**やること**.
(A) 生活習慣病の対談を読んで、次の質問に答えてください。
(i) 西尾善彦ドクターはどこの医師会の医師ですか。
(ii) 先週は何について教わりましたか。
(iii) おなか周りなどにある、指でつまめるお肉は何ですか。
(B) 生活習慣病の対談の内容を二文にまとめてください。
(C) 生活習慣病の対談を、最後の発言のあとから書き進めてください。

**確認する文章**.
----

2022.4.9 第988回放送分 『生活習慣病』2回目 ゲスト:西尾 善彦ドクター


二見いすず: 今月のドクタートークは「生活習慣病」をテーマにお送りしています。
お話は鹿児島県医師会の西尾善彦(にしお よしひこ)ドクターです。
西尾さん、どうぞよろしくお願いいたします。

西尾 善彦Dr: よろしくお願いいたします。

二見いすず: 先週は、生活習慣病の大元となる肥満について教えていただきました。
私たちが普段気にする見た目での「肥満」と、医学的な肥満症は異なることも教えていただきました。

西尾 善彦Dr: 見た目での肥満というのは、皮下脂肪を指すことが多いです。
指でつまめるお肉のことですね。

二見いすず: おなか周りなどにあるお肉は指でつまめますが、これは皮下脂肪なんですね。

----

**与えられた情報**.

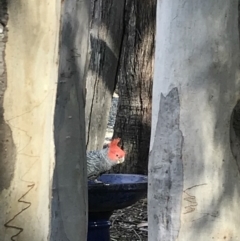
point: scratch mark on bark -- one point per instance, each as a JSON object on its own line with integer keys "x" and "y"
{"x": 19, "y": 229}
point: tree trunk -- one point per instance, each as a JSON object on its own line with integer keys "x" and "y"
{"x": 106, "y": 34}
{"x": 194, "y": 181}
{"x": 69, "y": 203}
{"x": 28, "y": 83}
{"x": 134, "y": 84}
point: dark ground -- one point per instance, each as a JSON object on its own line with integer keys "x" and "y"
{"x": 130, "y": 224}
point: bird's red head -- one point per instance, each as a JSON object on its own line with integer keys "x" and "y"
{"x": 115, "y": 153}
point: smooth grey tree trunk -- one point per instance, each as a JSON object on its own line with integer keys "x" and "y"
{"x": 194, "y": 181}
{"x": 69, "y": 203}
{"x": 30, "y": 157}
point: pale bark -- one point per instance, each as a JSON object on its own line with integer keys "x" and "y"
{"x": 29, "y": 79}
{"x": 31, "y": 59}
{"x": 194, "y": 181}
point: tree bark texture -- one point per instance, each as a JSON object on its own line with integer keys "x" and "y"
{"x": 106, "y": 39}
{"x": 194, "y": 181}
{"x": 134, "y": 84}
{"x": 29, "y": 43}
{"x": 69, "y": 203}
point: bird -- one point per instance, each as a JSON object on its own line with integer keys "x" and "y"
{"x": 100, "y": 161}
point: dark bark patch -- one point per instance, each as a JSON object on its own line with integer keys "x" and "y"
{"x": 166, "y": 170}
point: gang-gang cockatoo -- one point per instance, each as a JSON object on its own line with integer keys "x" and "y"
{"x": 101, "y": 161}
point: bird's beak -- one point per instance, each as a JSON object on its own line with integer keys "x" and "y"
{"x": 121, "y": 160}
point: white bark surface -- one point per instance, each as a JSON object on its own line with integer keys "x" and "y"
{"x": 42, "y": 146}
{"x": 197, "y": 53}
{"x": 29, "y": 101}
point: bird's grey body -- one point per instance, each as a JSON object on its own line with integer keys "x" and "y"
{"x": 98, "y": 163}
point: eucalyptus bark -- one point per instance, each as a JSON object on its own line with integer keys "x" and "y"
{"x": 194, "y": 181}
{"x": 105, "y": 35}
{"x": 29, "y": 65}
{"x": 29, "y": 72}
{"x": 70, "y": 203}
{"x": 134, "y": 84}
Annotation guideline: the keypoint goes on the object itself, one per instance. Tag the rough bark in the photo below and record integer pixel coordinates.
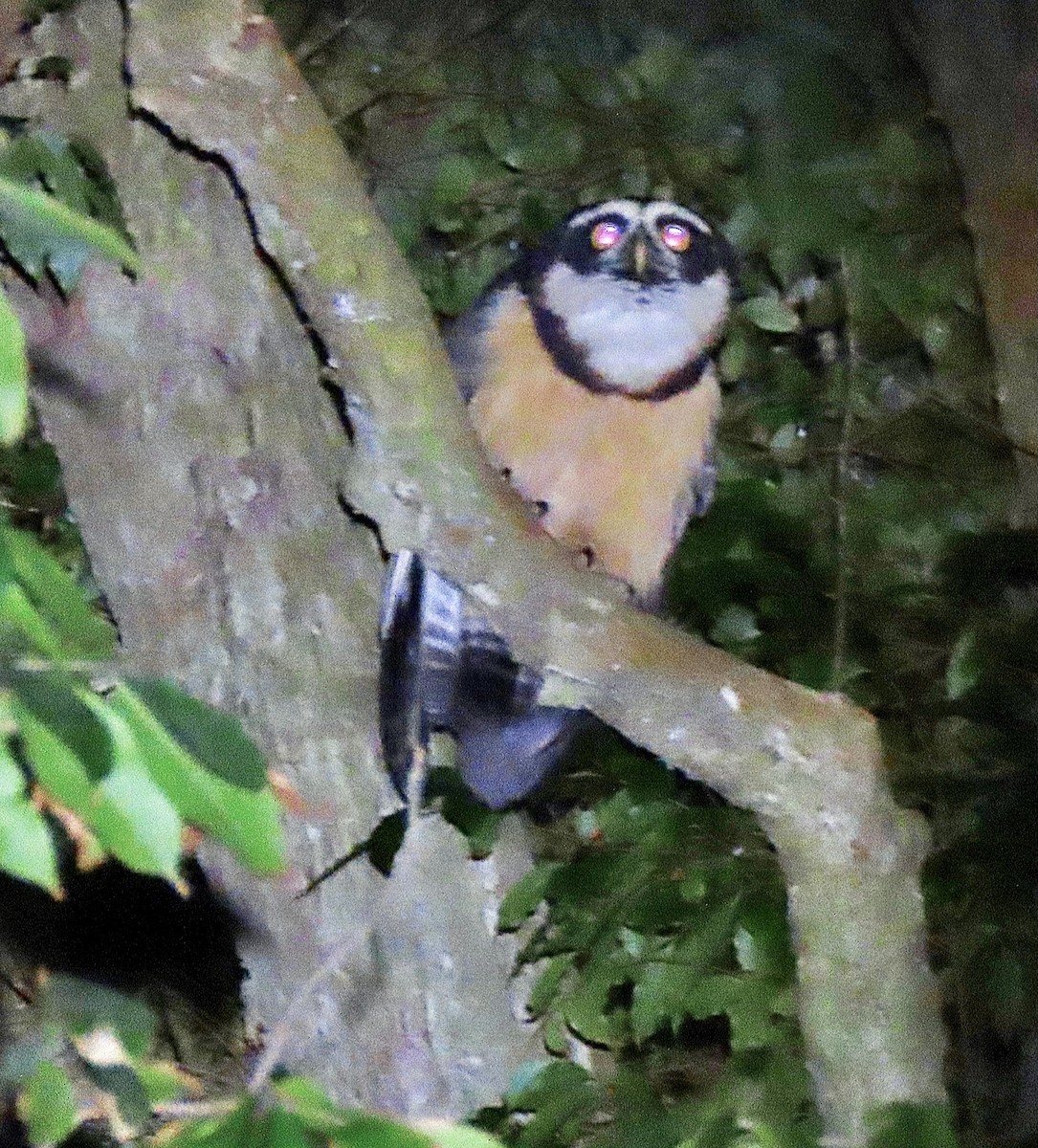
(982, 66)
(204, 462)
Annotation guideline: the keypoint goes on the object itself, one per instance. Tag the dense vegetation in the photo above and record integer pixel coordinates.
(856, 543)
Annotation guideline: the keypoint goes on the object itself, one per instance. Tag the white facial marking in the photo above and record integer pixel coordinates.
(634, 336)
(629, 210)
(655, 211)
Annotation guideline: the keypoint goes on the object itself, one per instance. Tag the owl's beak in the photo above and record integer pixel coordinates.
(637, 255)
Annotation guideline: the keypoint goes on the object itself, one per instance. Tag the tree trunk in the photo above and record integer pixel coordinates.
(231, 518)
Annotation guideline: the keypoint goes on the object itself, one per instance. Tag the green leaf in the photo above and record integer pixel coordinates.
(212, 739)
(68, 749)
(454, 179)
(14, 374)
(27, 848)
(545, 987)
(38, 227)
(362, 1130)
(964, 667)
(906, 1125)
(247, 822)
(285, 1130)
(734, 627)
(120, 1082)
(770, 314)
(85, 755)
(236, 1130)
(526, 894)
(47, 1105)
(66, 626)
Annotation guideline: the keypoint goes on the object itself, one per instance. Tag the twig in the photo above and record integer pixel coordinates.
(281, 1031)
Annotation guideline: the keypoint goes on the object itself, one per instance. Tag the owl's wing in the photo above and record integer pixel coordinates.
(445, 669)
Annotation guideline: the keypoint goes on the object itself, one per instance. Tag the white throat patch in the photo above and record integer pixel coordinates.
(634, 336)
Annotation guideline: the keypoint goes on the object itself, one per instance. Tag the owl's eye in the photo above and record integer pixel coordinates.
(606, 234)
(676, 236)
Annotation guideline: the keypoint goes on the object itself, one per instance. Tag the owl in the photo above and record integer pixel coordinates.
(586, 374)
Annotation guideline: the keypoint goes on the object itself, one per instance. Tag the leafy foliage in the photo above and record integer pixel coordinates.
(853, 543)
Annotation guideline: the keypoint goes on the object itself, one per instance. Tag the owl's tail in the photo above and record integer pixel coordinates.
(443, 669)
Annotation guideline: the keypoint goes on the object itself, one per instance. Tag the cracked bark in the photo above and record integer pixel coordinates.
(207, 465)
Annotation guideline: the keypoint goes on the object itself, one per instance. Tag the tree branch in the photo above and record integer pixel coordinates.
(212, 76)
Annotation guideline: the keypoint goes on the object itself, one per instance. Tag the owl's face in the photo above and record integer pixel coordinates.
(629, 296)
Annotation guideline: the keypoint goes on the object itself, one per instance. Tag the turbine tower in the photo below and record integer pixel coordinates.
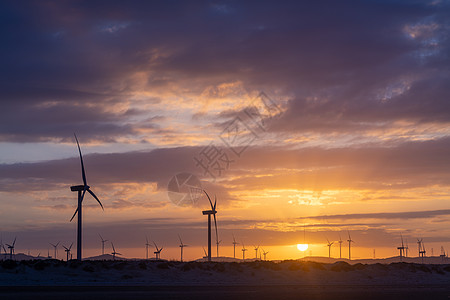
(181, 248)
(11, 248)
(256, 252)
(209, 213)
(350, 241)
(114, 253)
(81, 189)
(67, 251)
(243, 251)
(234, 247)
(401, 249)
(55, 246)
(157, 252)
(103, 244)
(147, 244)
(265, 253)
(329, 248)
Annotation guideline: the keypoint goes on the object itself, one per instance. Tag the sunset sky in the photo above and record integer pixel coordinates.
(357, 137)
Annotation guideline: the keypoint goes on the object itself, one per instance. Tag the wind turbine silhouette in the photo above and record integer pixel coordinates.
(11, 248)
(209, 213)
(55, 246)
(157, 252)
(181, 248)
(147, 244)
(81, 189)
(265, 253)
(114, 253)
(350, 241)
(401, 248)
(68, 250)
(243, 251)
(103, 244)
(329, 248)
(234, 247)
(256, 251)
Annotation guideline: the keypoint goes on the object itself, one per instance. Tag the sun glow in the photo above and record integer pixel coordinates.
(302, 247)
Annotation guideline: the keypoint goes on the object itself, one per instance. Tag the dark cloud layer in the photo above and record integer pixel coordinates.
(345, 65)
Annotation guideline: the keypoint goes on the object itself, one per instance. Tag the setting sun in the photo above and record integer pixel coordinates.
(302, 247)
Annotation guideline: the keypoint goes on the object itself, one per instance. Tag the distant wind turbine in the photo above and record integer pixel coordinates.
(55, 246)
(181, 248)
(350, 241)
(210, 212)
(11, 248)
(340, 246)
(329, 248)
(234, 247)
(158, 251)
(401, 248)
(147, 244)
(103, 244)
(265, 253)
(114, 253)
(243, 251)
(256, 251)
(81, 189)
(68, 250)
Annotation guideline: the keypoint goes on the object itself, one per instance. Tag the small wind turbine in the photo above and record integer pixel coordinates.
(103, 244)
(340, 246)
(234, 247)
(147, 244)
(350, 241)
(256, 252)
(401, 248)
(68, 250)
(114, 253)
(55, 246)
(329, 248)
(181, 248)
(243, 251)
(217, 247)
(11, 248)
(210, 212)
(81, 189)
(157, 252)
(265, 253)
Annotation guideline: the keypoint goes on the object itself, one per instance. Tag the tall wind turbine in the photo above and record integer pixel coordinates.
(329, 248)
(55, 246)
(401, 249)
(340, 246)
(209, 213)
(265, 253)
(103, 244)
(114, 253)
(243, 251)
(158, 251)
(11, 248)
(81, 189)
(147, 244)
(181, 248)
(350, 241)
(68, 250)
(256, 252)
(234, 247)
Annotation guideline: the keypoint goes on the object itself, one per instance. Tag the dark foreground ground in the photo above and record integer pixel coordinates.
(229, 292)
(260, 280)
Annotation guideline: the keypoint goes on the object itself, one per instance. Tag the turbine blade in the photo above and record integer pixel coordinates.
(209, 200)
(93, 195)
(72, 217)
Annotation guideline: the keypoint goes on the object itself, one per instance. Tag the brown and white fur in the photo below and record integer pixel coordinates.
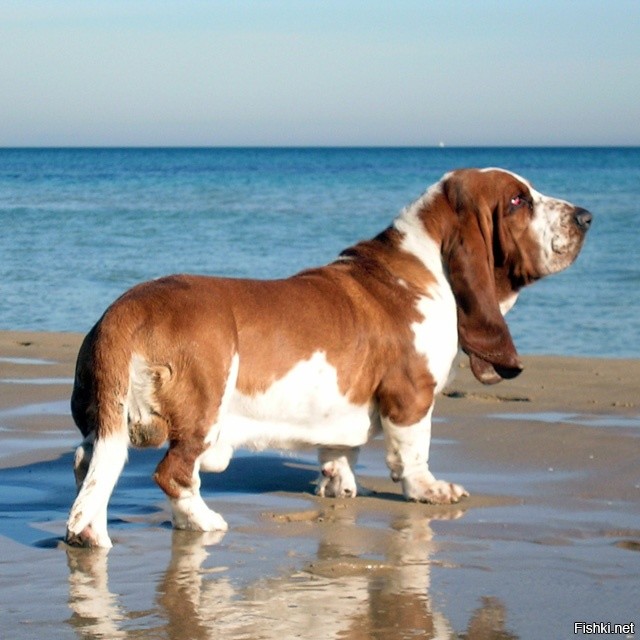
(325, 358)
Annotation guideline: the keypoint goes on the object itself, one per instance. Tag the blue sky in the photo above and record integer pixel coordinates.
(319, 72)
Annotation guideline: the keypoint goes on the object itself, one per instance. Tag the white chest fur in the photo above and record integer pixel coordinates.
(305, 408)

----

**回答**.
(A)
(i) 鹿児島県医師会
(ii) 生活習慣病の大元となる肥満
(iii) 皮下脂肪

(B) 今月のドクタートークは生活習慣病がテーマで、鹿児島県医師会の西尾善彦ドクターがゲストです。先週は生活習慣病の大元となる肥満について教わり、見た目の肥満と医学的な肥満症は異なることも学びましたが、見た目での肥満は指でつまめる皮下脂肪を指すことが多いと説明されています。

(C)
西尾 善彦Dr: はい、そうです。
皮下脂肪は、見た目はあまり美しくはないですが、健康的には悪さをしない脂肪です。
逆に医学的に良くないのが、胃や腸のまわりに溜まる内蔵脂肪です。
ところで二見さんは、皮下脂肪と内蔵脂肪はどちらが減らしやすいと思いますか?

二見いすず: そうですね・・・内蔵脂肪でしょうか。
医学的に良くないとされる内蔵脂肪が減らしにくいと困りますよね。

西尾 善彦Dr: 確かにそうですね。
そして答えもその通りで、内蔵脂肪の方が減らしやすいです。
脂肪をお金に例えると分かりやすいのですが、内蔵脂肪は、いわば財布の中の現金です。そして皮下脂肪は、銀行の預金と思ってください。

二見いすず: 真っ先に減るのは財布のお金の方なので、内蔵脂肪の方が減らしやすいということですね。

西尾 善彦Dr: はい。
そして残念ながら、溜まりやすいのも内蔵脂肪なんです。

二見いすず: そうなんですね。

西尾 善彦Dr: 使う量と食べる量のエネルギーバランスを考えましょう。
もし、食べる量を減らしたくないという人は、しっかり動くようにしましょう。
年齢を重ねると基礎代謝が落ちるので、若い頃と似たような食生活だと、中年太りしていきます。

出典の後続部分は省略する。